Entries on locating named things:
>> begin
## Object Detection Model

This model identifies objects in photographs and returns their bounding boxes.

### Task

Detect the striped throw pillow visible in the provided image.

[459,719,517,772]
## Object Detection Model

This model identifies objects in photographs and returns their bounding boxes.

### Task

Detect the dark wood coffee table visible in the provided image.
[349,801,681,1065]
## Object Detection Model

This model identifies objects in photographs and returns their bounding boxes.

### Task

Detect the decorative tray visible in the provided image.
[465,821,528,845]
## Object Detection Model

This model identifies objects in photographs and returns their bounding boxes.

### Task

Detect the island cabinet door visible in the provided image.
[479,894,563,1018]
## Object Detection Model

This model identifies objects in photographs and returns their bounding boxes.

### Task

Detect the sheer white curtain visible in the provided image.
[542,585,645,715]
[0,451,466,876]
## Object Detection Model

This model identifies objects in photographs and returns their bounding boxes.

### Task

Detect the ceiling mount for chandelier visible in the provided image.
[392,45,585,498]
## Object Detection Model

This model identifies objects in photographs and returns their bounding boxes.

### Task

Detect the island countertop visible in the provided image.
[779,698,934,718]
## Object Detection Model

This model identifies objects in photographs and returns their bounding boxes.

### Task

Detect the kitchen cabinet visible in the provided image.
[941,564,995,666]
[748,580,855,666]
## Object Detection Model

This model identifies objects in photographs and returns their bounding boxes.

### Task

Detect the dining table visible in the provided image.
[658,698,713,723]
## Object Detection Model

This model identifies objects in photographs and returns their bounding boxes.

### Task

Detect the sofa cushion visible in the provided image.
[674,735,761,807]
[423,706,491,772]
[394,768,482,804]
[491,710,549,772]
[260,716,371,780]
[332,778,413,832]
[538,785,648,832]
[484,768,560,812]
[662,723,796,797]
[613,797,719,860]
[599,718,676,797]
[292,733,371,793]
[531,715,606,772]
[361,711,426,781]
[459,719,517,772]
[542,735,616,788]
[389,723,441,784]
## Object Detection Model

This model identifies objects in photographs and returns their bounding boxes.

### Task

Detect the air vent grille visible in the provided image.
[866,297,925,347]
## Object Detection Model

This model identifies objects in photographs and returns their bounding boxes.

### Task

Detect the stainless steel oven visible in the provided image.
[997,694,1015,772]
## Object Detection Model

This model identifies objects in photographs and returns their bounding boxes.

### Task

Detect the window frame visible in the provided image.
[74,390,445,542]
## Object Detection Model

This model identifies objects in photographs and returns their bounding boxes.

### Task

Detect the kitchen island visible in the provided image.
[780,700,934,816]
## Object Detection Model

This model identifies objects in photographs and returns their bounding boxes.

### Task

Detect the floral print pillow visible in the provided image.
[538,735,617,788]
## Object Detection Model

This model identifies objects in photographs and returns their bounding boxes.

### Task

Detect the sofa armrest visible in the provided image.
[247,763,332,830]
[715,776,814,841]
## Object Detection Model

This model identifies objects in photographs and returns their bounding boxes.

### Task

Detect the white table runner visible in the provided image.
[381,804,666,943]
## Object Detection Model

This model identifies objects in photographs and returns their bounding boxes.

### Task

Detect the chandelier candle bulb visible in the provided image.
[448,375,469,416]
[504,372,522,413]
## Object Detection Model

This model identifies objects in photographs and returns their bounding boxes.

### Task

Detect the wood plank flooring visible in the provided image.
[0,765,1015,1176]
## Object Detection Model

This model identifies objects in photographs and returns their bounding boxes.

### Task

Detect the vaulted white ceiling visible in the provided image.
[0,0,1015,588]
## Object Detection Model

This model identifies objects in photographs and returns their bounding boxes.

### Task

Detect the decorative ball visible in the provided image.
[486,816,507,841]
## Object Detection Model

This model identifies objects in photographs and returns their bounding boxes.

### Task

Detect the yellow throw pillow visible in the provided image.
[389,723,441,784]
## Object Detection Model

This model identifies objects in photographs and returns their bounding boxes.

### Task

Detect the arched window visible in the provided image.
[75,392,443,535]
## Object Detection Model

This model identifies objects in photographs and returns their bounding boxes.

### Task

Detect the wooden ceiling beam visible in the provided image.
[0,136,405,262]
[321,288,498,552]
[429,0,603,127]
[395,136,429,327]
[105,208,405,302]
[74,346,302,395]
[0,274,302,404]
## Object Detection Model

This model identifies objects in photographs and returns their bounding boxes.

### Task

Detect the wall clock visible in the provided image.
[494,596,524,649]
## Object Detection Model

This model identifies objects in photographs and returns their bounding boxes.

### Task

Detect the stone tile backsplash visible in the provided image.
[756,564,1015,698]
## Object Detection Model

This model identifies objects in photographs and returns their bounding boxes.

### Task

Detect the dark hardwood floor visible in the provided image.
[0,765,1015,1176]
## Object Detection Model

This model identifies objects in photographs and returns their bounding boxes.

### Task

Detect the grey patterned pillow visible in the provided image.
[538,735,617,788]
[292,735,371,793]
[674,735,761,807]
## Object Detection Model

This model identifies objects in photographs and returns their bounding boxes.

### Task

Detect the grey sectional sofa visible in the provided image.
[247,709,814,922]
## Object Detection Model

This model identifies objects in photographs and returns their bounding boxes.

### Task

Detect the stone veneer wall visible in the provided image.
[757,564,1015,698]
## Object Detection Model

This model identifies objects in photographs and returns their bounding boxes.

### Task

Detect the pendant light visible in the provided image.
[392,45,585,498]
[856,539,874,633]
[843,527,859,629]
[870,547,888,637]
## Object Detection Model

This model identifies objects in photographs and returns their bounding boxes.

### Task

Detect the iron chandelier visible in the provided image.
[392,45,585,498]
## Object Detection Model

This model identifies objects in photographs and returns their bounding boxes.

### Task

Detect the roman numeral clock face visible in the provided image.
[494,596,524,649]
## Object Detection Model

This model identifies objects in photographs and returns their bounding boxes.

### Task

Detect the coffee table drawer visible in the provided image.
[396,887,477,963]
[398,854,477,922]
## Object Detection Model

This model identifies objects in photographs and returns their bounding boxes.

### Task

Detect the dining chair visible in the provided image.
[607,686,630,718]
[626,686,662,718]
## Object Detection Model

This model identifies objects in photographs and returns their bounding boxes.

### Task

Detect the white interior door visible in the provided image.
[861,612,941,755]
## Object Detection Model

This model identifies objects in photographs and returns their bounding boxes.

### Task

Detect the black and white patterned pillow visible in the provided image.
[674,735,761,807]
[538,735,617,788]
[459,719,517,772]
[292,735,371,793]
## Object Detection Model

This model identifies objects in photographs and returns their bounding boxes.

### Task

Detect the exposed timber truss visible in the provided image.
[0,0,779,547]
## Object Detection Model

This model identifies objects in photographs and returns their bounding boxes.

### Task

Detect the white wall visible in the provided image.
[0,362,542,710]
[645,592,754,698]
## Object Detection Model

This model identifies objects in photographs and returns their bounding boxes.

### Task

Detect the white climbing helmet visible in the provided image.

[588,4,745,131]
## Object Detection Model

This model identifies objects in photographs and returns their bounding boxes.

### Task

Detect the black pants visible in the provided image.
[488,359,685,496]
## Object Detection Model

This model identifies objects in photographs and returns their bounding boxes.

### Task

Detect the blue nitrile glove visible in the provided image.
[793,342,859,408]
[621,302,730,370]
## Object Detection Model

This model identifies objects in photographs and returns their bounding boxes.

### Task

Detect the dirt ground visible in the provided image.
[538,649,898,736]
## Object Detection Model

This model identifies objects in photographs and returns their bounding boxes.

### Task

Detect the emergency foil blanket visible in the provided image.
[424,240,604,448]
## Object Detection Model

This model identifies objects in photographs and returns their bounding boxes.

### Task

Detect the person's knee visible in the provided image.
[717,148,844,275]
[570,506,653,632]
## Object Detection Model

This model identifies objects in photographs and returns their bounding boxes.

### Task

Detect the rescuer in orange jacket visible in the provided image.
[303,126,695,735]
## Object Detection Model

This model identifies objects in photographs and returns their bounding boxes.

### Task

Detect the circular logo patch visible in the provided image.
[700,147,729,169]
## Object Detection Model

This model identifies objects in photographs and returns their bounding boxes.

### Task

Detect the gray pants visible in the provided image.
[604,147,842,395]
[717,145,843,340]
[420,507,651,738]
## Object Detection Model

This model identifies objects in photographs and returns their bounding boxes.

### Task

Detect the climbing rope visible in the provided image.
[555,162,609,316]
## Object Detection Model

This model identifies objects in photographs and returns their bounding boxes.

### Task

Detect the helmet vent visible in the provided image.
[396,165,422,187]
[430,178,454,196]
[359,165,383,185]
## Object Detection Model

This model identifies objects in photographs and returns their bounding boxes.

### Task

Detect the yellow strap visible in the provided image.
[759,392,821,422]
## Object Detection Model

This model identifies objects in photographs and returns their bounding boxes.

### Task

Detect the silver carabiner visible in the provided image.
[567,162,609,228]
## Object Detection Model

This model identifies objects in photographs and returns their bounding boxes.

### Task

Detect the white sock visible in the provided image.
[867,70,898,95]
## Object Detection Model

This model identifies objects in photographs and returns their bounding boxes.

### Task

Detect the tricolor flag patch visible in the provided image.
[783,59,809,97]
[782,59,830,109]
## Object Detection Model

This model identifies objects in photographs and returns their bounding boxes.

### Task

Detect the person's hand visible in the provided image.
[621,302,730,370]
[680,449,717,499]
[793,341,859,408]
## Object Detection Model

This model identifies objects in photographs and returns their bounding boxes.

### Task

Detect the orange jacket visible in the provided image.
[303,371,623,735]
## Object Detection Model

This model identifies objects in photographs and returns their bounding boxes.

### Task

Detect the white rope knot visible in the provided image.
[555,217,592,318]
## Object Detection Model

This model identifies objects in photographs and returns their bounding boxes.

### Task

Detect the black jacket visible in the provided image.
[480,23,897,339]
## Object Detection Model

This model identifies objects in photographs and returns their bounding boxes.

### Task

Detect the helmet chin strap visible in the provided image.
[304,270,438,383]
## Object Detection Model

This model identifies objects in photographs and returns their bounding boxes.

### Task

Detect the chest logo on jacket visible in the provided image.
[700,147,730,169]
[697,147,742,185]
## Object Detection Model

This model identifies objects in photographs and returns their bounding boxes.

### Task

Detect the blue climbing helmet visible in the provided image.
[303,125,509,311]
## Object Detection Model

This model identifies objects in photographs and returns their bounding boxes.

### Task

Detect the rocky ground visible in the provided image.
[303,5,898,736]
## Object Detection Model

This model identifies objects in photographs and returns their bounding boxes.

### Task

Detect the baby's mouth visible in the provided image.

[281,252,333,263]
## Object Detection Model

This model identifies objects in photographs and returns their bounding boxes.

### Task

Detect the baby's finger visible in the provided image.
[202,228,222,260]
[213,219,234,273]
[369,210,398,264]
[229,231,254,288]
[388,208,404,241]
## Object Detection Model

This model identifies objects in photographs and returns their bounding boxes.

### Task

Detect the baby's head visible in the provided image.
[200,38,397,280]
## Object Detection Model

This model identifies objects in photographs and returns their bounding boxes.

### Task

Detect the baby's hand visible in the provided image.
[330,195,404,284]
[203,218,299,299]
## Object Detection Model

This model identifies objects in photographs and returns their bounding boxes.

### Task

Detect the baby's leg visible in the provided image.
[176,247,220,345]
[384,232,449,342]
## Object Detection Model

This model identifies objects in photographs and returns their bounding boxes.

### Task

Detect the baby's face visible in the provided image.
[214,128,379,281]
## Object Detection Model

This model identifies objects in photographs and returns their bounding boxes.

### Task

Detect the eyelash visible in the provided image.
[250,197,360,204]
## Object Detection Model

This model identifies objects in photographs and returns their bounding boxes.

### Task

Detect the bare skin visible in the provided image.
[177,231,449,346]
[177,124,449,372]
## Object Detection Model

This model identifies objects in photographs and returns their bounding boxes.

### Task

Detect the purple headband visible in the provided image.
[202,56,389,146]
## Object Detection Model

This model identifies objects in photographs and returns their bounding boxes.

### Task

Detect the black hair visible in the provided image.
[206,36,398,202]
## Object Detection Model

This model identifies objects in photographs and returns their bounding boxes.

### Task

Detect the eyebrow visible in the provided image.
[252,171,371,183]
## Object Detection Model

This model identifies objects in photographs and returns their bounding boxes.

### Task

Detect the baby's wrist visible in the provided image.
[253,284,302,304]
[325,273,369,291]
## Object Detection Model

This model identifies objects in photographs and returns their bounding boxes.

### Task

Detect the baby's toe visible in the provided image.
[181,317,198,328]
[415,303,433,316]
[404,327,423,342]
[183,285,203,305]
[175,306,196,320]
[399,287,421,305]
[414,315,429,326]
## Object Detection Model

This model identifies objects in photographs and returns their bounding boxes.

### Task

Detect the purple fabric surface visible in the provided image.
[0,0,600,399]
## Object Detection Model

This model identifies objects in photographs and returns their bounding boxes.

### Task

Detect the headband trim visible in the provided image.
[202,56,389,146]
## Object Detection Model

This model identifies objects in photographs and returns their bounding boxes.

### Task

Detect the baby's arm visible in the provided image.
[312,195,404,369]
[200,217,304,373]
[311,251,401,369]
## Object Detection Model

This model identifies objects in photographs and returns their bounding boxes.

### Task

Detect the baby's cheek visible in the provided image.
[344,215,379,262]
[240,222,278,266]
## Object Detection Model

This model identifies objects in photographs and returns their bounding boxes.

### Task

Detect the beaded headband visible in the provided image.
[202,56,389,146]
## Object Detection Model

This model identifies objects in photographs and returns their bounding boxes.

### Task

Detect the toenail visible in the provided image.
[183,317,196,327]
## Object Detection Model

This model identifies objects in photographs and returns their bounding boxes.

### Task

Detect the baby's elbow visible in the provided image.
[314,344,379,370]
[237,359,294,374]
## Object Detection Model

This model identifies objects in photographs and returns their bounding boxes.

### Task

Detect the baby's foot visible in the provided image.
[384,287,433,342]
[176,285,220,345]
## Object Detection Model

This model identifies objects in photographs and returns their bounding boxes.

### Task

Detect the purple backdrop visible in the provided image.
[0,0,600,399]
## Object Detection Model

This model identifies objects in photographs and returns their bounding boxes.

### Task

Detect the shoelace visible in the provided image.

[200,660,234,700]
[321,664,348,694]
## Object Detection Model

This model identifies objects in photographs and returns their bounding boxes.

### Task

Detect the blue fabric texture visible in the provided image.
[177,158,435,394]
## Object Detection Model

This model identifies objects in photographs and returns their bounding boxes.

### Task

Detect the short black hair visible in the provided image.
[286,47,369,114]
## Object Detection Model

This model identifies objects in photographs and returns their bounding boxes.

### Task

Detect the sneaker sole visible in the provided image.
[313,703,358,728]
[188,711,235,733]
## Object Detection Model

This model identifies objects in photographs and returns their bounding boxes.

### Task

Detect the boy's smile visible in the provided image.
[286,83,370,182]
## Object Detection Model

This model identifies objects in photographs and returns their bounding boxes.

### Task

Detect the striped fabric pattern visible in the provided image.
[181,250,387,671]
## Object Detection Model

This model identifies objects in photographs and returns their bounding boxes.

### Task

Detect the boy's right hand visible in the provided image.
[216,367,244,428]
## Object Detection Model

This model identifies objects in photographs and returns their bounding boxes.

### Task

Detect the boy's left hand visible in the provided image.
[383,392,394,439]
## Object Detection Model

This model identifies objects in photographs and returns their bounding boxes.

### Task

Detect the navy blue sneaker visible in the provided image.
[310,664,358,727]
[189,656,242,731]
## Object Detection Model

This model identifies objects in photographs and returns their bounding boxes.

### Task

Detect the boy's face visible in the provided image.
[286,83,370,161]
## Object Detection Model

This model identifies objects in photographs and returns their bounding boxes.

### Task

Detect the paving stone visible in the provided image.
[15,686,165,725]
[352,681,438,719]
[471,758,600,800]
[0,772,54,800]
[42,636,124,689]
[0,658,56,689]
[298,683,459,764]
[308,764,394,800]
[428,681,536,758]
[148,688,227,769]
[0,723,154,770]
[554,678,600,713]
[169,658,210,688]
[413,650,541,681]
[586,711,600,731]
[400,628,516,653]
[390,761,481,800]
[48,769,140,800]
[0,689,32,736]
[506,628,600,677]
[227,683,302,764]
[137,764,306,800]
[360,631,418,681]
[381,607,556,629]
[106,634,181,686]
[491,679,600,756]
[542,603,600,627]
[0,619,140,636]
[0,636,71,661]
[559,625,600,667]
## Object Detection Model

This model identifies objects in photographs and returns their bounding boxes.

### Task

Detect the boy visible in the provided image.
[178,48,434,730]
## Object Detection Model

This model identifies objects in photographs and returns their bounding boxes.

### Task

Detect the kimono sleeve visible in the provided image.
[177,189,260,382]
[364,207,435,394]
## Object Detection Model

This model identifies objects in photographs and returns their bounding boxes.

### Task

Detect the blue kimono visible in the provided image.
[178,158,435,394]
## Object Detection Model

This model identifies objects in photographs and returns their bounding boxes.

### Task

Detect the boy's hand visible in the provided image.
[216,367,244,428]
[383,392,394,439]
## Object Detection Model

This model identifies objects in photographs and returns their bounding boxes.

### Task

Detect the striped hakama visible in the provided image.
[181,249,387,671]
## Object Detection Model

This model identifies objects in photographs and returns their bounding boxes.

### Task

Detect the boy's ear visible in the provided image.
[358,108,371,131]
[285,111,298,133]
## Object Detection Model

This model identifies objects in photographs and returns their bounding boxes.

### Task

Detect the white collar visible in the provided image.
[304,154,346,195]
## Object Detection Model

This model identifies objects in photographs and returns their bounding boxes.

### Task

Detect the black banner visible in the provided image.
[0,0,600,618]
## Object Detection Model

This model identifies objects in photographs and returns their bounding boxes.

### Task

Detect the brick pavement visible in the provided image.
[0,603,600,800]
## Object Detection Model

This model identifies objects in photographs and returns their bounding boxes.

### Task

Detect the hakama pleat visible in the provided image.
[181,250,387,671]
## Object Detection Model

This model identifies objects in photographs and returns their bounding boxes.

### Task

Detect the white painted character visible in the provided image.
>> end
_Requirement:_ Pick out every line in the records above that contains the word "dark". Copy each of those lines.

_Response to this exercise:_
Detect the dark wood coffee table visible in the provided image.
Detect the dark hardwood floor visible in the provided image.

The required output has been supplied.